== TASK DESCRIPTION ==
Pick out every line in the items below that contains the word "wall".

== DATA FOR THIS TASK ==
= = = = = = =

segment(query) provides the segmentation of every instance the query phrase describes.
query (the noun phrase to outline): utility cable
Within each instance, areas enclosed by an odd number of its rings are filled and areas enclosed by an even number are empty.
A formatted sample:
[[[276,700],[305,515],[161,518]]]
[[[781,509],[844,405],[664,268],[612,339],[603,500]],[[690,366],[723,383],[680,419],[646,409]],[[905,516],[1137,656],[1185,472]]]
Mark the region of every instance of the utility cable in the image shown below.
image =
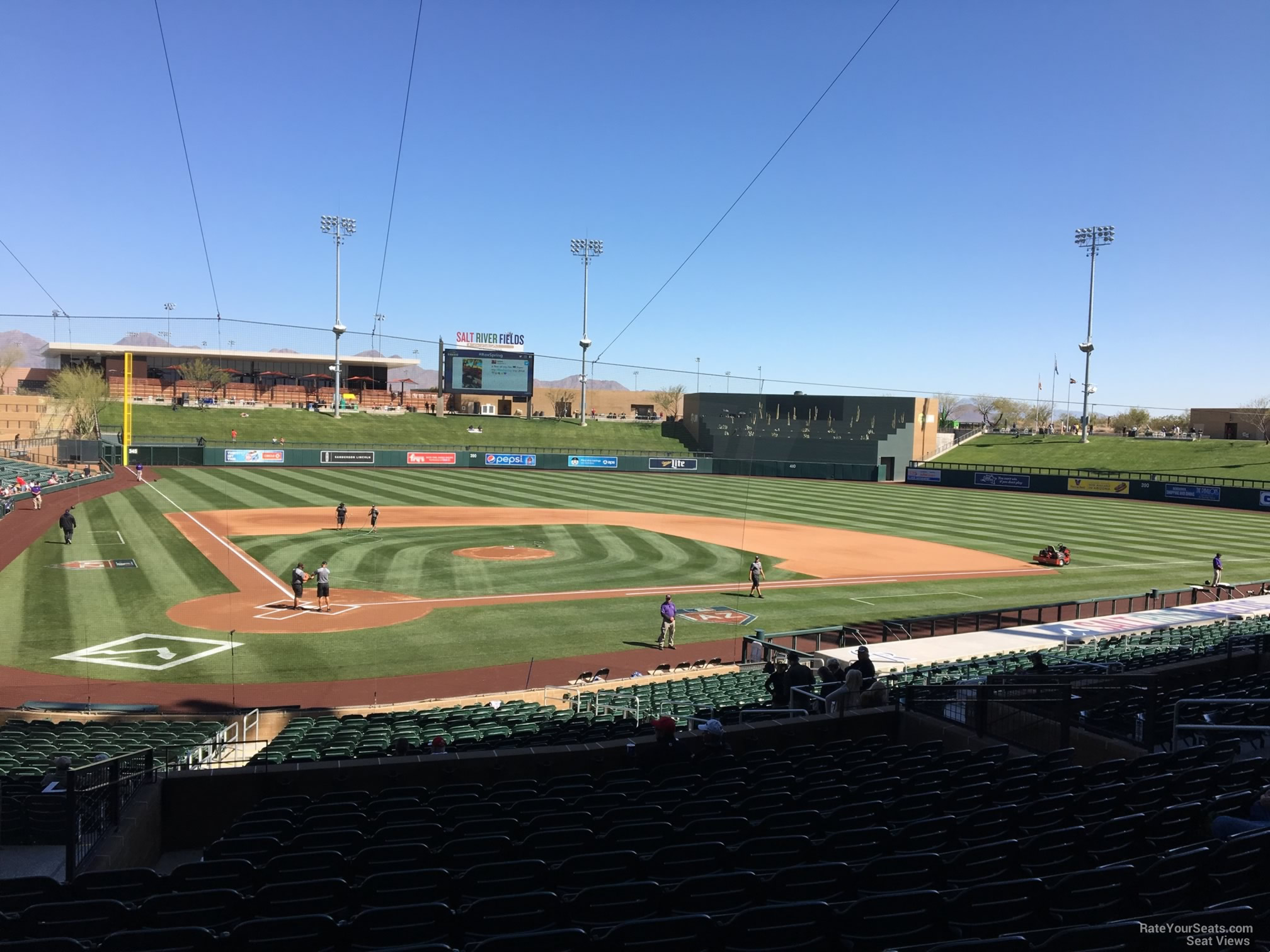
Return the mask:
[[[156,3],[157,3],[157,0],[156,0]],[[861,52],[864,51],[864,48],[865,48],[866,46],[869,46],[869,41],[874,38],[874,33],[876,33],[876,32],[878,32],[879,29],[881,29],[881,24],[884,24],[884,23],[886,22],[886,18],[888,18],[888,17],[890,17],[892,11],[893,11],[893,10],[894,10],[894,9],[897,8],[897,6],[899,6],[899,0],[895,0],[895,1],[894,1],[894,3],[893,3],[893,4],[892,4],[892,5],[890,5],[890,6],[888,8],[888,9],[886,9],[886,13],[884,13],[884,14],[883,14],[881,19],[880,19],[880,20],[878,20],[878,24],[876,24],[876,25],[875,25],[875,27],[874,27],[874,28],[872,28],[871,30],[869,30],[869,36],[864,38],[864,41],[862,41],[862,42],[860,43],[860,46],[857,46],[857,47],[856,47],[856,52],[853,52],[853,53],[851,55],[851,58],[850,58],[850,60],[847,60],[846,65],[845,65],[845,66],[843,66],[843,67],[842,67],[841,70],[838,70],[838,75],[837,75],[837,76],[834,76],[834,77],[833,77],[833,79],[832,79],[832,80],[829,81],[829,85],[824,88],[824,91],[823,91],[823,93],[820,93],[820,95],[818,95],[818,96],[817,96],[815,102],[814,102],[814,103],[812,103],[812,108],[810,108],[810,109],[808,109],[808,110],[806,110],[805,113],[803,113],[803,118],[798,121],[798,124],[796,124],[796,126],[795,126],[795,127],[794,127],[794,128],[792,128],[792,129],[790,131],[790,135],[787,135],[787,136],[785,137],[785,140],[784,140],[784,141],[782,141],[782,142],[781,142],[781,143],[780,143],[780,145],[779,145],[779,146],[776,147],[776,151],[775,151],[775,152],[772,152],[772,155],[771,155],[771,156],[770,156],[770,157],[767,159],[767,161],[766,161],[766,162],[763,162],[763,168],[761,168],[761,169],[759,169],[759,170],[758,170],[758,171],[757,171],[757,173],[754,174],[754,178],[752,178],[752,179],[749,180],[749,184],[748,184],[748,185],[745,185],[745,188],[743,188],[743,189],[740,190],[740,194],[739,194],[739,195],[737,195],[737,198],[734,198],[734,199],[733,199],[733,203],[732,203],[730,206],[728,206],[728,211],[725,211],[725,212],[724,212],[724,213],[723,213],[721,216],[719,216],[719,221],[716,221],[716,222],[715,222],[715,223],[714,223],[714,225],[712,225],[712,226],[710,227],[710,231],[707,231],[707,232],[706,232],[705,237],[704,237],[704,239],[701,239],[701,240],[700,240],[700,241],[698,241],[698,242],[696,244],[696,246],[695,246],[695,248],[693,248],[693,249],[692,249],[691,251],[688,251],[688,256],[687,256],[687,258],[685,258],[685,259],[683,259],[682,261],[679,261],[679,267],[678,267],[678,268],[676,268],[676,269],[674,269],[673,272],[671,272],[671,277],[669,277],[669,278],[667,278],[665,281],[663,281],[663,282],[662,282],[662,287],[659,287],[659,288],[658,288],[658,289],[657,289],[657,291],[654,292],[653,297],[650,297],[650,298],[649,298],[649,300],[648,300],[648,301],[646,301],[646,302],[644,303],[644,306],[643,306],[641,308],[639,308],[639,310],[638,310],[638,311],[635,312],[635,316],[634,316],[634,317],[631,317],[631,319],[630,319],[629,321],[626,321],[626,326],[624,326],[624,327],[622,327],[622,329],[621,329],[620,331],[617,331],[617,336],[616,336],[616,338],[613,338],[612,340],[610,340],[610,341],[608,341],[608,344],[607,344],[607,345],[605,347],[605,349],[599,352],[599,357],[597,357],[597,358],[596,358],[596,360],[599,360],[599,358],[601,358],[601,357],[603,357],[603,355],[605,355],[606,353],[608,353],[608,348],[611,348],[611,347],[612,347],[613,344],[616,344],[616,343],[617,343],[618,340],[621,340],[621,336],[622,336],[622,334],[625,334],[625,333],[626,333],[626,331],[627,331],[627,330],[630,329],[630,326],[631,326],[631,325],[632,325],[632,324],[634,324],[635,321],[638,321],[638,320],[639,320],[640,315],[641,315],[641,314],[644,314],[644,311],[646,311],[646,310],[649,308],[649,306],[650,306],[650,305],[652,305],[652,303],[653,303],[654,301],[657,301],[658,296],[659,296],[659,294],[660,294],[660,293],[662,293],[663,291],[665,291],[667,286],[668,286],[668,284],[669,284],[669,283],[671,283],[672,281],[674,281],[676,275],[677,275],[677,274],[678,274],[678,273],[679,273],[681,270],[683,270],[683,267],[685,267],[685,265],[686,265],[686,264],[687,264],[688,261],[691,261],[691,260],[692,260],[692,256],[693,256],[693,255],[695,255],[695,254],[696,254],[696,253],[697,253],[698,250],[701,250],[701,246],[702,246],[702,245],[704,245],[704,244],[705,244],[706,241],[709,241],[709,240],[710,240],[710,236],[715,234],[715,230],[716,230],[716,228],[718,228],[718,227],[719,227],[720,225],[723,225],[723,222],[724,222],[724,218],[726,218],[726,217],[728,217],[729,215],[732,215],[732,209],[733,209],[733,208],[735,208],[735,207],[737,207],[737,206],[738,206],[738,204],[740,203],[740,199],[743,199],[743,198],[745,197],[745,193],[747,193],[747,192],[749,192],[749,189],[751,189],[751,188],[753,188],[754,183],[756,183],[756,182],[758,182],[759,176],[761,176],[761,175],[762,175],[762,174],[763,174],[765,171],[767,171],[767,166],[768,166],[768,165],[771,165],[771,164],[772,164],[773,161],[776,161],[776,156],[779,156],[779,155],[781,154],[781,151],[782,151],[782,150],[785,149],[785,146],[787,146],[787,145],[789,145],[789,141],[790,141],[791,138],[794,138],[794,135],[795,135],[795,133],[796,133],[796,132],[798,132],[798,131],[799,131],[800,128],[803,128],[803,123],[804,123],[804,122],[806,122],[806,121],[808,121],[808,118],[809,118],[809,117],[812,116],[812,113],[814,113],[814,112],[815,112],[815,107],[818,107],[818,105],[820,104],[820,100],[822,100],[822,99],[824,99],[824,98],[826,98],[827,95],[829,95],[829,90],[832,90],[832,89],[833,89],[833,86],[834,86],[834,85],[836,85],[836,84],[838,83],[838,80],[839,80],[839,79],[842,79],[842,74],[845,74],[845,72],[847,71],[847,69],[848,69],[848,67],[851,66],[851,63],[853,63],[853,62],[856,61],[856,57],[857,57],[857,56],[860,56],[860,53],[861,53]]]
[[[207,263],[207,281],[212,286],[212,303],[216,305],[216,320],[221,319],[221,302],[216,297],[216,278],[212,277],[212,256],[207,253],[207,234],[203,231],[203,213],[198,208],[198,190],[194,188],[194,169],[189,164],[189,147],[185,145],[185,126],[180,121],[180,103],[177,102],[177,81],[171,76],[171,60],[168,57],[168,39],[163,32],[163,17],[159,14],[159,0],[155,0],[155,19],[159,20],[159,41],[163,43],[163,61],[168,66],[168,85],[171,86],[171,105],[177,110],[177,128],[180,131],[180,150],[185,154],[185,173],[189,175],[189,193],[194,197],[194,217],[198,218],[198,236],[203,240],[203,260]]]
[[[384,230],[384,260],[380,261],[380,289],[375,292],[375,314],[380,312],[380,298],[384,294],[384,269],[389,263],[389,236],[392,234],[392,209],[396,207],[396,183],[398,176],[401,174],[401,147],[405,145],[405,117],[410,112],[410,86],[414,83],[414,58],[419,53],[419,24],[422,22],[423,0],[419,0],[419,13],[414,18],[414,46],[410,48],[410,74],[405,80],[405,105],[401,108],[401,132],[398,136],[398,162],[392,169],[392,198],[389,199],[389,226]]]

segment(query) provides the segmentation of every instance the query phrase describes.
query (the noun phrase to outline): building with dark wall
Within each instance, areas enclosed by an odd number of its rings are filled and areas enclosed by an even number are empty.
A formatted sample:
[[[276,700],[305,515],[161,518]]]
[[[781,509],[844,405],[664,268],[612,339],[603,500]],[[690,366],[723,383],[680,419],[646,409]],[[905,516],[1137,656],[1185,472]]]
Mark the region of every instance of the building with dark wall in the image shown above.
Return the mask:
[[[716,458],[883,467],[903,473],[935,452],[937,401],[812,393],[687,393],[683,429]]]

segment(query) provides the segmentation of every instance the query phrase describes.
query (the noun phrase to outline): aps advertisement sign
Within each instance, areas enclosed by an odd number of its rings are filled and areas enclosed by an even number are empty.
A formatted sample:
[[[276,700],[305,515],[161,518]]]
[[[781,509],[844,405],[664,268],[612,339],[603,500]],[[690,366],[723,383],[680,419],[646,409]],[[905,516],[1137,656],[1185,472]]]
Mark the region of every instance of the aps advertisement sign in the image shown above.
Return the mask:
[[[406,453],[406,466],[453,466],[458,461],[456,453]]]
[[[286,459],[286,449],[226,449],[227,463],[281,463]]]

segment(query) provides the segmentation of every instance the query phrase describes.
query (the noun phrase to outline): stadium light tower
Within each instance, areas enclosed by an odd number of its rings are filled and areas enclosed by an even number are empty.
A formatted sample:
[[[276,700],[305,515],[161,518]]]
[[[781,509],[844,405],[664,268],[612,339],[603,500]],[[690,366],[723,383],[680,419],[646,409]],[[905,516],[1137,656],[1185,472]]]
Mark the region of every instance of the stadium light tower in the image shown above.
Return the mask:
[[[335,335],[335,416],[338,418],[339,405],[343,402],[339,392],[339,335],[348,330],[339,322],[339,246],[344,244],[344,239],[357,232],[357,218],[324,215],[321,232],[335,239],[335,325],[331,327],[331,333]]]
[[[569,241],[569,250],[582,259],[582,376],[578,378],[578,390],[582,393],[582,425],[587,425],[587,348],[591,347],[591,338],[587,336],[587,291],[591,275],[591,259],[605,253],[605,242],[596,239],[573,239]]]
[[[1076,230],[1076,245],[1086,249],[1090,259],[1090,316],[1085,329],[1085,343],[1078,349],[1085,354],[1085,387],[1083,402],[1081,405],[1081,442],[1090,442],[1090,354],[1093,353],[1093,261],[1099,256],[1099,249],[1115,241],[1115,227],[1111,225],[1097,225],[1092,228]]]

= = = = = = =

== RESULT OF THIS EXERCISE ==
query (the noun phrase to outline): building with dark wall
Mark the region of every instance of the building with dark wall in the image shown above.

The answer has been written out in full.